# Given records
* * *
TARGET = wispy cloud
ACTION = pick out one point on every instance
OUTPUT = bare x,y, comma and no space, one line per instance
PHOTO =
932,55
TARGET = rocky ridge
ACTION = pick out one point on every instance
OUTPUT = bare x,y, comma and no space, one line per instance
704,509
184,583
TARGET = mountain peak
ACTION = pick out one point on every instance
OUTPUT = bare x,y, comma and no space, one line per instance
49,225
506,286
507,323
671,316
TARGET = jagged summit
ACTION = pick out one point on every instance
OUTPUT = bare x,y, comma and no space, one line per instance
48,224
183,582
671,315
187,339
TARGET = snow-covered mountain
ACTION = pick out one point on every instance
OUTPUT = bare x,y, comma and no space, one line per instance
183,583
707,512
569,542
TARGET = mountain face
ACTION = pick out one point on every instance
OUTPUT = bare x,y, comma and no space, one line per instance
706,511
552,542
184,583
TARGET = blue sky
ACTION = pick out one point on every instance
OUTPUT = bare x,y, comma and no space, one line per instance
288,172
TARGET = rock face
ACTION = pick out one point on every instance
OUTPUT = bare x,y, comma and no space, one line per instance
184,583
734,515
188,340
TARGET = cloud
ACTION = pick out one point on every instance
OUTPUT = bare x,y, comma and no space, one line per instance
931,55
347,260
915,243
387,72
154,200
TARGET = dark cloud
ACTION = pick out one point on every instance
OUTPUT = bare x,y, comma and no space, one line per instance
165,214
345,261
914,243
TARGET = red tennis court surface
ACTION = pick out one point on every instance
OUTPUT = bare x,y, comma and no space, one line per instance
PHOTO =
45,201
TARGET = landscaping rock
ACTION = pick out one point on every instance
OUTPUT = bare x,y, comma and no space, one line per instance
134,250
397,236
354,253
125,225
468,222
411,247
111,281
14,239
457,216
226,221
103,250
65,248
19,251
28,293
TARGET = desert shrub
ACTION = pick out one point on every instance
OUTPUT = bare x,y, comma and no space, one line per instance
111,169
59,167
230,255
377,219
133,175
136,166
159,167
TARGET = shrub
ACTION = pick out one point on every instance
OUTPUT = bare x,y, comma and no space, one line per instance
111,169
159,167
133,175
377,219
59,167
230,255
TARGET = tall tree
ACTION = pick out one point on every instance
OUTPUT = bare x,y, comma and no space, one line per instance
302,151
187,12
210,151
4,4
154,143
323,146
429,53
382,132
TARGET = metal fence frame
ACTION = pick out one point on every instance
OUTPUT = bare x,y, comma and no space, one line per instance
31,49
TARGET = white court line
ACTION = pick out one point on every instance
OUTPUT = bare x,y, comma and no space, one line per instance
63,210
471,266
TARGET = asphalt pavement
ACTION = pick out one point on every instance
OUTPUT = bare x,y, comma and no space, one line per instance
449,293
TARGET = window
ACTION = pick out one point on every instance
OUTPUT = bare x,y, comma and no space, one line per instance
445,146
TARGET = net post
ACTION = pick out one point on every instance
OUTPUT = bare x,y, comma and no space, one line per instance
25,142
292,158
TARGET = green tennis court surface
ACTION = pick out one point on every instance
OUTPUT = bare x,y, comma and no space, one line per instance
* * *
# Exercise brief
Output every record above in full, exactly as it reads.

# Answer section
TARGET = wispy cloud
ACTION = pick out one point on every instance
OUTPUT = bare x,y, comma and no space, one line per instance
PHOTO =
932,55
TARGET = rocky ridge
ACTION = pick out one point on every instance
OUTPUT = bare x,y, comma and no space, one line per instance
704,509
184,583
TARGET = mountain peak
ACTION = pick out one point on every instance
OUTPUT = bare x,y, comma and no space, one line per instance
49,225
506,286
507,323
671,316
TARGET = jagged summit
ACTION = pick out one point on every instance
OUTPUT = bare x,y, comma and no space, one line per instance
48,224
183,582
671,315
187,339
TARGET = snow-covered mountain
ACTION = pick out one point on every instance
OUTPUT = bare x,y, comma and no space, one line per instance
183,583
707,512
569,542
TARGET = mountain face
ACTION = pick out one point on every instance
OUTPUT = bare x,y, comma and no space, one line per instance
706,511
552,542
184,583
TARGET = blue sky
ACTION = pick out one point on every instance
OUTPUT = bare x,y, comma and no space, one line per instance
288,172
TARGET = rock face
ACTION = pick out one point on every instance
OUTPUT = bare x,y, comma and no space, one line per instance
184,583
734,515
188,340
TARGET = cloud
ACTION = pick out one point on every instance
OUTPUT = bare x,y, comma and no space, one line per instance
931,55
347,260
915,243
387,72
154,200
TARGET = dark cloud
ACTION = pick out one point on every instance
OUTPUT = bare x,y, comma and no space, one line per instance
165,214
345,261
914,243
TARGET = red tennis court surface
ACTION = pick out one point on every instance
OUTPUT = bare x,y, comma and no space, one line per instance
PHOTO =
45,201
TARGET = landscaping rock
ACTION = pick out one point on every instance
OUTPUT = bare x,y, comma and no space, one line per instance
134,250
397,236
354,253
125,225
468,222
411,247
111,281
14,239
457,216
226,221
103,250
65,248
19,251
28,293
TARGET = desert shrub
ACTION = pick out one point on every instance
OUTPUT = bare x,y, comma and no space, one line per instance
111,169
59,167
230,255
377,219
133,175
136,166
159,167
TARGET = shrub
ACTION = pick out one point on every instance
OUTPUT = bare x,y, comma and no space, one line per instance
111,169
159,167
133,175
377,219
59,167
230,255
TARGET = tall tree
ACTION = pick out one point on every instance
OUTPUT = bare x,y, comma and no space, one line per instance
302,151
187,12
210,151
4,4
154,143
323,146
429,53
382,132
TARGET = metal fence frame
ACTION = pick out one point on every instance
OUTPUT = bare x,y, comma and no space, one line per instance
31,49
TARGET = white court line
ACTION = pick out one point on every instance
OUTPUT = bare x,y, comma and no space, one line per instance
63,210
471,266
TARGET = asphalt pavement
ACTION = pick out one point on every instance
OUTPUT = bare x,y, comma and no space, one line per instance
449,293
TARGET = window
ACTION = pick out one point on every instance
OUTPUT = bare x,y, comma and no space, one line per instance
445,146
TARGET = net post
ACTION = pick out one point on every instance
OUTPUT = bare x,y, comma and no space, one line per instance
25,142
292,158
TARGET = green tennis court surface
ACTION = pick out one point on every instance
OUTPUT = bare x,y, comma and no space, one line per instance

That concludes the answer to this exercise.